**YOUR GOAL:** Give back, word for word, the line that contains "Would you be able to indicate the framed" and every line that follows it in the data below.

**DATA RECORDS:**
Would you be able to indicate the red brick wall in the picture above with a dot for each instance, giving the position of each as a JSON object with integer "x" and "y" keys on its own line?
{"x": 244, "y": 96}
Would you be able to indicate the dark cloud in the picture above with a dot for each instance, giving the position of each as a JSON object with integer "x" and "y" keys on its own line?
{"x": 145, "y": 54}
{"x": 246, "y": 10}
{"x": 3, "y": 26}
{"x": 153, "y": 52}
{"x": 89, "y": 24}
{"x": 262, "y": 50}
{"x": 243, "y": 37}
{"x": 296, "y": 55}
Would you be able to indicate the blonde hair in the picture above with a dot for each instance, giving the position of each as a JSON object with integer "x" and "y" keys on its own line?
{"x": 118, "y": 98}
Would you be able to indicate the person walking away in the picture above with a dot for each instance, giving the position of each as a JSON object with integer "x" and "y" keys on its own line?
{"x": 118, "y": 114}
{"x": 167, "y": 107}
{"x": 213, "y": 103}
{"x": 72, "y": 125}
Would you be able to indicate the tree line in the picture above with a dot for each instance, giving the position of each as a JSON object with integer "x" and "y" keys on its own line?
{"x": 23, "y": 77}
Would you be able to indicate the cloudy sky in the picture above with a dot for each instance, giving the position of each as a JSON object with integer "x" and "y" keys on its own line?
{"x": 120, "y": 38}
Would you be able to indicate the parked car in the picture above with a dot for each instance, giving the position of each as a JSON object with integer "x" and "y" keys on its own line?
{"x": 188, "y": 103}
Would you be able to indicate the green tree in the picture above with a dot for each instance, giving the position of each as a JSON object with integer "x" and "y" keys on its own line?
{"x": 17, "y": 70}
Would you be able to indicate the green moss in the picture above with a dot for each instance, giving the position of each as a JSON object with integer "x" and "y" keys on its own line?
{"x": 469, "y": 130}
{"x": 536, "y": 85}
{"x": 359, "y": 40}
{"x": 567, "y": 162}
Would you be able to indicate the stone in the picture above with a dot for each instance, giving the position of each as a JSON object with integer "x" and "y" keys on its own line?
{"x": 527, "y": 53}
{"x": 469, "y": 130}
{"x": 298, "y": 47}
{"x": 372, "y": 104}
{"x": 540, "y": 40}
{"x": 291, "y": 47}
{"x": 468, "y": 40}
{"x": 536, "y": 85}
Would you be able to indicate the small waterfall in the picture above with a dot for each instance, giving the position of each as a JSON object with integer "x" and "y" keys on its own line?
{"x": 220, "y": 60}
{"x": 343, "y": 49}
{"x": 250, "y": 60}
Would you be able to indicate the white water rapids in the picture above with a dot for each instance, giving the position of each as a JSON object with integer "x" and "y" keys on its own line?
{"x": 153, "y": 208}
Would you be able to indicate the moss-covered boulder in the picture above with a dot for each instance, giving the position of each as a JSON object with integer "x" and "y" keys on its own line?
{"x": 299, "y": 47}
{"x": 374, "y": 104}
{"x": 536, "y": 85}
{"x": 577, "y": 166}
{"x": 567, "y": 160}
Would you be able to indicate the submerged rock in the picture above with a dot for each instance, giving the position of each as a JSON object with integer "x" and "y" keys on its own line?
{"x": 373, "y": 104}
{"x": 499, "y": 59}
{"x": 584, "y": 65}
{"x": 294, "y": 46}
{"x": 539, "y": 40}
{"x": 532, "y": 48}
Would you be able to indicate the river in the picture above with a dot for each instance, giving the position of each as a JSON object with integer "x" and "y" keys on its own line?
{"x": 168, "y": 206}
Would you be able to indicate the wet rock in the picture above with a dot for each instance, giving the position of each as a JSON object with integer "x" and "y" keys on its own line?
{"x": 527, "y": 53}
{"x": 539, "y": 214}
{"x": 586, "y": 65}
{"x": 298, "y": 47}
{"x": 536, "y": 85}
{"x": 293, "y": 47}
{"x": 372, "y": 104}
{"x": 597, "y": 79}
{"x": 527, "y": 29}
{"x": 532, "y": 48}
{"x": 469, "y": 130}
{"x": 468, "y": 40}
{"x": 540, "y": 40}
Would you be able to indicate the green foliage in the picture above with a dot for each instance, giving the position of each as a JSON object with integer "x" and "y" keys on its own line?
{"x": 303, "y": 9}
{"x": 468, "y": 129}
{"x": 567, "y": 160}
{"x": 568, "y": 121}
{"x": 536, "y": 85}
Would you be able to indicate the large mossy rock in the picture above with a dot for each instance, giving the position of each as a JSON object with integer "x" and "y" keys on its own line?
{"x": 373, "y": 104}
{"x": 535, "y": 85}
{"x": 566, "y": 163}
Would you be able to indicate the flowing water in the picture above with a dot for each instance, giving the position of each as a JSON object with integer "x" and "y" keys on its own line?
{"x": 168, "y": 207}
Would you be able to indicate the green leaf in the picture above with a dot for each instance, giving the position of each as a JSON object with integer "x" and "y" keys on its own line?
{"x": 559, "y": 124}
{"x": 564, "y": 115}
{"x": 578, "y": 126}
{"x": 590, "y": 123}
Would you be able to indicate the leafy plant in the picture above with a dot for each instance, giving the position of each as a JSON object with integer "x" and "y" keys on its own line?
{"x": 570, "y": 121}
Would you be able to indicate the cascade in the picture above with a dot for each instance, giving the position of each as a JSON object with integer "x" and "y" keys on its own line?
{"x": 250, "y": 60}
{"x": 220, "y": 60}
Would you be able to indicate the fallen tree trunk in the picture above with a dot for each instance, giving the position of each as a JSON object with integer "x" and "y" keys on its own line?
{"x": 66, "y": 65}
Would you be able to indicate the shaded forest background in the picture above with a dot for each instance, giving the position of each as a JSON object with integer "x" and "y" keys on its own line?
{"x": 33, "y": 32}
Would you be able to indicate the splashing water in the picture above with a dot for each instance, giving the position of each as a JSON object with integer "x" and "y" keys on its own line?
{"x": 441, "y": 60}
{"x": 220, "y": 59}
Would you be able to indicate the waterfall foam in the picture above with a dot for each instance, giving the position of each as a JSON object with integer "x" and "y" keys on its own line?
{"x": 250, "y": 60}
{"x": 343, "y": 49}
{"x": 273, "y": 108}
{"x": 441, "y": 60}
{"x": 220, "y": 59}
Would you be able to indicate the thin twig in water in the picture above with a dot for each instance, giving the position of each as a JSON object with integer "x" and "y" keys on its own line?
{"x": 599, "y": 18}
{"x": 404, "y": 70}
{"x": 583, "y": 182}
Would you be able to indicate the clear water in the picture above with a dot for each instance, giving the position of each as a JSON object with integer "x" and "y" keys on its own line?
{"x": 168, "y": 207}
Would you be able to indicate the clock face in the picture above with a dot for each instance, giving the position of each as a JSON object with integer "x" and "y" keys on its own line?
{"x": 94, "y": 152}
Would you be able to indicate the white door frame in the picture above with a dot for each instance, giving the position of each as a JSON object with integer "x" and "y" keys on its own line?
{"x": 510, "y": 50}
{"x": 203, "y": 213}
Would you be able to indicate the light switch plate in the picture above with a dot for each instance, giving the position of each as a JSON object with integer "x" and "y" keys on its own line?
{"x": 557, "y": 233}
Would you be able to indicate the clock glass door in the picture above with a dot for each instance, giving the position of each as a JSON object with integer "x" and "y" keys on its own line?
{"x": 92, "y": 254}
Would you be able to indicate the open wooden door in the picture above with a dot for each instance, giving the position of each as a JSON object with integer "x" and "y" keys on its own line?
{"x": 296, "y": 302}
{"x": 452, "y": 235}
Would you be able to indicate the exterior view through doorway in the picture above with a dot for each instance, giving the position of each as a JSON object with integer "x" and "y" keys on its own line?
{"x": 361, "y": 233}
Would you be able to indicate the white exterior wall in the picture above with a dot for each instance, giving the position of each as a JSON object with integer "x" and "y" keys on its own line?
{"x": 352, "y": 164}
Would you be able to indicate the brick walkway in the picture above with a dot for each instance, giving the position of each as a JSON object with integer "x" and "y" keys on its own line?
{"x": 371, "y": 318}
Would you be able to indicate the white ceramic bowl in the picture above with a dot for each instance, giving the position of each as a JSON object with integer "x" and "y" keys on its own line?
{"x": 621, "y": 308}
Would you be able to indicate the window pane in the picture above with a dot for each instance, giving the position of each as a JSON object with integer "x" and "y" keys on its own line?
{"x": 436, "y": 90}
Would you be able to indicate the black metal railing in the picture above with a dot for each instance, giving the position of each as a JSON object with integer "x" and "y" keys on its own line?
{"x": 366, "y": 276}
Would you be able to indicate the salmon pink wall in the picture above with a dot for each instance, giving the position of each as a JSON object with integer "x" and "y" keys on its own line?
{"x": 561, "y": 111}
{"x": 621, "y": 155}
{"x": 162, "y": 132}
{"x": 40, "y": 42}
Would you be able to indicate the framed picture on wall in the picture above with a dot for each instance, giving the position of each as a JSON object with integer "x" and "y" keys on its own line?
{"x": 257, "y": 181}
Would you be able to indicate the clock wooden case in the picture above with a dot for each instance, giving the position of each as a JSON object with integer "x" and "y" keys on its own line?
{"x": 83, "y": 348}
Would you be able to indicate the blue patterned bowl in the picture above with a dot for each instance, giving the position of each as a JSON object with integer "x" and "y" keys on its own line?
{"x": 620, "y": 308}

**SOLUTION FOR THIS TASK:**
Would you be able to indicate the framed picture on wall in the picture above with a dot for each instance, giving the position of each as a JSON object with integer "x" and "y" keys on its own line?
{"x": 257, "y": 181}
Would you be able to indicate the clock wooden case in the picture above with a dot for each instance, giving the position of each as a JSON object with integer "x" and "y" keys on its own line?
{"x": 83, "y": 348}
Would you be able to indicate the blue patterned bowl in the picture above with a dot for each instance, giving the position of each as a JSON object with integer "x" and "y" keys on its own line?
{"x": 620, "y": 308}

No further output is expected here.